■ Activities ■
A: From the text on allergic skin diseases, repeat word for word the part that opens with "Pets with atopic" and closes with "years to come.".
B: According to the text on allergic skin diseases, which treatment is the only one that reverses the pathogenesis of atopic dermatitis?

■ Selected extract ■
Work up of allergic skin diseases
Allergies are common causes of itchy skin and ears in dogs and cats. Uncontrolled itching can result in recurring skin and ear infections. The most common allergies affecting dogs and cats are atopic dermatitis (environmental allergy), food and insect/flea bite. Some dogs and cats can have multiple allergies. Through a detailed history taking and full physical exam, we can prioritise diagnostic tests to diagnose the underlying allergy your pet has and provide detailed treatment options.
Atopic dermatitis (environmental allergy)
Pets with atopic dermatitis most commonly have itchy feet, muzzle and ears. Some pets may also itch around their stomach and sides of their chest. If your pet has atopic dermatitis, we offer intradermal (skin) and blood testing against an extensive panel of grasses, weeds, trees, moulds, insects, house dust mites and storage mites to identify the offending airborne allergens. This would allow us to formulate an allergy vaccine to desensitise your pet against these allergens. The allergy vaccine is the only treatment that reverses the pathogenesis of atopic dermatitis. By starting atopic pets on allergy vaccine early, we can better control their itching for years to come.

■ Record excerpts ■
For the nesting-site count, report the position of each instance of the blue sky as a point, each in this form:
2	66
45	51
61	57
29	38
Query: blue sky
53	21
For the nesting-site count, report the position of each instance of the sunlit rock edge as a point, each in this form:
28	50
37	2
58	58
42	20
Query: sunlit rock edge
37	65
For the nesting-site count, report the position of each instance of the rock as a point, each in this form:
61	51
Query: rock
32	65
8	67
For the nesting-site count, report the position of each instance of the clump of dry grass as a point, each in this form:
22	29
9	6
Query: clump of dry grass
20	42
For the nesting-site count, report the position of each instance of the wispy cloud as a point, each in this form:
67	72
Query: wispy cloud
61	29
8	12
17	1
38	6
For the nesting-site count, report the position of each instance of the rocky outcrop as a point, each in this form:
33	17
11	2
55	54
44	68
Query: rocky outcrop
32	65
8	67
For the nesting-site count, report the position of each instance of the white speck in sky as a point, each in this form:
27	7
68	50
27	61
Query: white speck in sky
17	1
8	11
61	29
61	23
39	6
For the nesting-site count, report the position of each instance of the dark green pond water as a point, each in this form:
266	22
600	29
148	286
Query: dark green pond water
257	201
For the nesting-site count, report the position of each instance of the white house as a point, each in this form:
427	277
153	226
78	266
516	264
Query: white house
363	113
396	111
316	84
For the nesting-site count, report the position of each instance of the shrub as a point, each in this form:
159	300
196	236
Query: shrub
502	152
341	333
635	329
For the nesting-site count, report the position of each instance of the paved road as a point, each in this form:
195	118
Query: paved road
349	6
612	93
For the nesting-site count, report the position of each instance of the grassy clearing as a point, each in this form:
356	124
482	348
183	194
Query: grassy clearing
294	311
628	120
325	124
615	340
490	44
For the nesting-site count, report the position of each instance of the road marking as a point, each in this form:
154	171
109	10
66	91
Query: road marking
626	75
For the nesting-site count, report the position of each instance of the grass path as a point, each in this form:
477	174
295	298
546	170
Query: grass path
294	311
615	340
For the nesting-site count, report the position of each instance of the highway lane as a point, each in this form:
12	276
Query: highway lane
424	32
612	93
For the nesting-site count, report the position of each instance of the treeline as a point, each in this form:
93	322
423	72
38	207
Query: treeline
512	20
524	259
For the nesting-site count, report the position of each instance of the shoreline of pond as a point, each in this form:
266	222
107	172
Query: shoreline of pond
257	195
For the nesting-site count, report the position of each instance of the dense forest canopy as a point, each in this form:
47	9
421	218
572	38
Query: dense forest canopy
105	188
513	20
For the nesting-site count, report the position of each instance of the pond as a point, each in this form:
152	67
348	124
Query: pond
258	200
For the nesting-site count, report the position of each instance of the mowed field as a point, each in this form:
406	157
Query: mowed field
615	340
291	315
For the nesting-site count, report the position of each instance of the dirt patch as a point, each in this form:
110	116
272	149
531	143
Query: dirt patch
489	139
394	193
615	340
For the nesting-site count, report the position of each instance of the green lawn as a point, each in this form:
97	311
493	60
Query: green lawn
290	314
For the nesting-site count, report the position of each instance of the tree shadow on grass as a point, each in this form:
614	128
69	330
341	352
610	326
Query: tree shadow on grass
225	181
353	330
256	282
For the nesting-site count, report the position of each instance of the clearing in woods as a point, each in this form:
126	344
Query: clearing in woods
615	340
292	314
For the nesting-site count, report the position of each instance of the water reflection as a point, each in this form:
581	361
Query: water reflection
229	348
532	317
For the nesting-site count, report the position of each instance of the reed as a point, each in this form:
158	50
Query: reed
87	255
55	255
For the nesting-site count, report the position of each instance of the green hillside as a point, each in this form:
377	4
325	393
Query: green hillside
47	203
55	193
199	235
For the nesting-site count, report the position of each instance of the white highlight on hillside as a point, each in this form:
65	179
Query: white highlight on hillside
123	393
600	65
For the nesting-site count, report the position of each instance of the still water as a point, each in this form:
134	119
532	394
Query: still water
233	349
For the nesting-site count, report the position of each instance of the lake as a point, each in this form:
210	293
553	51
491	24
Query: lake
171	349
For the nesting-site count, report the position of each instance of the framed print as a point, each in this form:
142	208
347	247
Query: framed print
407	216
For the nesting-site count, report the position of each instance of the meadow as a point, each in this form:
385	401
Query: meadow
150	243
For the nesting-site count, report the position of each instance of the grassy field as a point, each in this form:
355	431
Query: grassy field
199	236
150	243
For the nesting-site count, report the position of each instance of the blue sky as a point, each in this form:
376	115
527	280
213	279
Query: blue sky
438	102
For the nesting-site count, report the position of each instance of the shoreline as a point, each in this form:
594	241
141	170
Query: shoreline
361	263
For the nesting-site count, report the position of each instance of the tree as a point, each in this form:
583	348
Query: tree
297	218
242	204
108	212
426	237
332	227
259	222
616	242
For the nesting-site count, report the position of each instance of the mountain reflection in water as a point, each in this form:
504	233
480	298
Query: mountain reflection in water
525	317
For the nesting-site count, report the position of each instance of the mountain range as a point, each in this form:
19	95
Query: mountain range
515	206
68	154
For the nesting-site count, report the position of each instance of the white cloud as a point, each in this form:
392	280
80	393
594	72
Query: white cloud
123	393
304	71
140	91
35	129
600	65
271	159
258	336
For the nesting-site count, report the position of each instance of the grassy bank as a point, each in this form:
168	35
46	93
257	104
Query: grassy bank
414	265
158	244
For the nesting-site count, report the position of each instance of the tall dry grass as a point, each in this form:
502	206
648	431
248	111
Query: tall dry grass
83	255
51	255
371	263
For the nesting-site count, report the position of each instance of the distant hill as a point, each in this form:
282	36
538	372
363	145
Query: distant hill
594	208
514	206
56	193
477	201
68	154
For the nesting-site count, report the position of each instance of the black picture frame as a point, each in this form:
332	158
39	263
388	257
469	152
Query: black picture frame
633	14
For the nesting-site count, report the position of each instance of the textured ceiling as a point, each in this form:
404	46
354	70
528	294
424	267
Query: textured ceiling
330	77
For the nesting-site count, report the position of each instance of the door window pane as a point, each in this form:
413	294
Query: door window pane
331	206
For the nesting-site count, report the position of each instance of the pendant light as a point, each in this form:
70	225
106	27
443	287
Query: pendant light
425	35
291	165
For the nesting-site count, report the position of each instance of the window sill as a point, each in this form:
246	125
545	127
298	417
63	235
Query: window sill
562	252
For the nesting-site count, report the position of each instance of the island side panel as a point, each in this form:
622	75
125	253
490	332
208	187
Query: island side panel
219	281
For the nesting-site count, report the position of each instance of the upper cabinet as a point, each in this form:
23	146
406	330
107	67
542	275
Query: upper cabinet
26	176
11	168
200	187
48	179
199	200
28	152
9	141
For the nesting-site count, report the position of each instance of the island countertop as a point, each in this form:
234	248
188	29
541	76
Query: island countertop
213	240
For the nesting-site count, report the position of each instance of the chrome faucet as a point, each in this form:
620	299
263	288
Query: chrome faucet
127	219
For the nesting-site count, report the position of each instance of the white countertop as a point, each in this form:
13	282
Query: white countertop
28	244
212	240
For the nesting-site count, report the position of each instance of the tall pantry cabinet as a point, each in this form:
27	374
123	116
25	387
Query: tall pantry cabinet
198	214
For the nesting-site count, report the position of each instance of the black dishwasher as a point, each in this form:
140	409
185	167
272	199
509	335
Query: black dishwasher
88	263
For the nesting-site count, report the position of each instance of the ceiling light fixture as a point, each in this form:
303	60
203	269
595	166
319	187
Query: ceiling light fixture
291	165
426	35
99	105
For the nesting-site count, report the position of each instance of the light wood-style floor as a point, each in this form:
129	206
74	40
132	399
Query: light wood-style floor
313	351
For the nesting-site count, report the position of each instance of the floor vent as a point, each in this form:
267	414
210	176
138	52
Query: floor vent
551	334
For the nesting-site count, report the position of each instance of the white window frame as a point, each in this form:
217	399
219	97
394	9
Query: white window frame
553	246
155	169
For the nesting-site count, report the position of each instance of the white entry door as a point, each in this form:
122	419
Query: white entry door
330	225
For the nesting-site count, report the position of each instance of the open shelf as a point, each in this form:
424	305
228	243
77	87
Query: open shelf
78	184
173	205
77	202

■ Responses to the exercise ■
A:
Pets with atopic dermatitis most commonly have itchy feet, muzzle and ears. Some pets may also itch around their stomach and sides of their chest. If your pet has atopic dermatitis, we offer intradermal (skin) and blood testing against an extensive panel of grasses, weeds, trees, moulds, insects, house dust mites and storage mites to identify the offending airborne allergens. This would allow us to formulate an allergy vaccine to desensitise your pet against these allergens. The allergy vaccine is the only treatment that reverses the pathogenesis of atopic dermatitis. By starting atopic pets on allergy vaccine early, we can better control their itching for years to come.

B: The allergy vaccine.